ACTIVITY:
Write the data out again exactly and in full.

*** Begin section ***

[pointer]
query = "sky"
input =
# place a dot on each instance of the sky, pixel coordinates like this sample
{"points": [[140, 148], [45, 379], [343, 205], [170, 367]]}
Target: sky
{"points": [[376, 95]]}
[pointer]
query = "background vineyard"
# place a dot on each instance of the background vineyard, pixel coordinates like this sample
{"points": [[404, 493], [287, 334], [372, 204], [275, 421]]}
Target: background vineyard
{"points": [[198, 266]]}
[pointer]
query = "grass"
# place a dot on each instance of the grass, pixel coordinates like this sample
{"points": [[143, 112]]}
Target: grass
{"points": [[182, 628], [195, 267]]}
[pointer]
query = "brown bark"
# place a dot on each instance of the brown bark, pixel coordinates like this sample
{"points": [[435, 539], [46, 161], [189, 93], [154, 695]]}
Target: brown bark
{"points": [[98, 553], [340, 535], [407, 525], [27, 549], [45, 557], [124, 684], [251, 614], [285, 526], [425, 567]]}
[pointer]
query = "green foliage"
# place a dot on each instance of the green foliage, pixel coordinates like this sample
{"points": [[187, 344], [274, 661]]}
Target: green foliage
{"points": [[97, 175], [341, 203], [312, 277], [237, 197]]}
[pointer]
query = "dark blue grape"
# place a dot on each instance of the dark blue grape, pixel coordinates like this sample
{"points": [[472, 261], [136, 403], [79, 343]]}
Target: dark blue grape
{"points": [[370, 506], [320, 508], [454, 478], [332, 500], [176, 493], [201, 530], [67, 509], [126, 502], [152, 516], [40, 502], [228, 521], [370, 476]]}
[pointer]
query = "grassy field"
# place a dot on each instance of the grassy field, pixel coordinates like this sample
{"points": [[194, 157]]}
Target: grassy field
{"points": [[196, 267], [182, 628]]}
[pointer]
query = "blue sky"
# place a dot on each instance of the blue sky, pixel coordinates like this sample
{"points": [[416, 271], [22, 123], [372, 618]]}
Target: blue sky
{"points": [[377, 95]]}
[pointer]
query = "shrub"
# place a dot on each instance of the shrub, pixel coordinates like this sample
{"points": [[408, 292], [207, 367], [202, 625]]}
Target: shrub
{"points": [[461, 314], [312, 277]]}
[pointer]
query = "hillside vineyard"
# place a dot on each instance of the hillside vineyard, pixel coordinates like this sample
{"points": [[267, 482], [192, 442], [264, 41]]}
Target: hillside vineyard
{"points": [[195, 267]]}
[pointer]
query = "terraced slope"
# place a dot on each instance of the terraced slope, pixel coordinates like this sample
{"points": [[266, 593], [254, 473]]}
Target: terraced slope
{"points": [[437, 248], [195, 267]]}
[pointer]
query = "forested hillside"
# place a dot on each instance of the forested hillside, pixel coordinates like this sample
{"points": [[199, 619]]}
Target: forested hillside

*** End section ***

SOLUTION FOR THIS PROBLEM:
[pointer]
query = "sky"
input =
# place a dot on each instance of the sky, pixel coordinates like this sample
{"points": [[140, 148], [45, 379], [343, 205], [170, 367]]}
Target: sky
{"points": [[376, 95]]}
[pointer]
query = "background vineyard"
# place a dot on each instance of the background vineyard, pixel coordinates like this sample
{"points": [[404, 493], [287, 334], [372, 204], [275, 421]]}
Target: background vineyard
{"points": [[198, 266]]}
[pointer]
query = "grass"
# place a dot on each instance of the grass, pixel coordinates like this sample
{"points": [[143, 112]]}
Target: grass
{"points": [[182, 628], [195, 267]]}
[pointer]
query = "brown bark"
# place a dot on each instance of the brown bark, pixel coordinates like this sample
{"points": [[435, 539], [46, 161], [189, 93], [154, 695]]}
Target: brown bark
{"points": [[98, 553], [340, 535], [407, 525], [27, 549], [45, 557], [124, 684], [251, 614], [285, 526], [425, 567]]}
[pointer]
query = "green foliage"
# place a dot on each instance of the green foliage, pixel coordinates like this sample
{"points": [[187, 344], [274, 661]]}
Target: green foliage
{"points": [[97, 175], [341, 203], [312, 277], [237, 197]]}
[pointer]
query = "dark blue grape"
# place a dot on each instance of the dark blue grape, pixel coordinates like this sample
{"points": [[472, 261], [136, 403], [79, 343]]}
Target: dark blue grape
{"points": [[370, 506], [320, 508], [454, 478], [332, 500], [176, 493], [201, 530], [67, 509], [126, 502], [152, 516], [40, 502], [228, 521], [370, 476]]}
[pointer]
query = "grassy field"
# place a dot on each instance of the grassy field, pixel coordinates like this sample
{"points": [[194, 157]]}
Target: grassy field
{"points": [[196, 267], [182, 628]]}
[pointer]
query = "blue sky"
# place a dot on each instance of the blue sky, pixel coordinates like this sample
{"points": [[416, 271], [22, 123], [372, 618]]}
Target: blue sky
{"points": [[377, 95]]}
[pointer]
query = "shrub"
# place a dot on each instance of the shrub, pixel coordinates like this sample
{"points": [[408, 292], [207, 367], [202, 625]]}
Target: shrub
{"points": [[461, 314], [312, 277]]}
[pointer]
query = "hillside vineyard"
# place a dot on each instance of the hillside vineyard, pixel coordinates like this sample
{"points": [[267, 482], [192, 442], [264, 41]]}
Target: hillside vineyard
{"points": [[195, 267]]}
[pointer]
query = "terraced slope"
# place a dot on each instance of the terraced slope, pixel coordinates like this sample
{"points": [[266, 593], [254, 473]]}
Target: terraced slope
{"points": [[437, 248], [195, 267]]}
[pointer]
query = "forested hillside"
# place a dot on each instance of the forested hillside, pixel coordinates like this sample
{"points": [[199, 619]]}
Target: forested hillside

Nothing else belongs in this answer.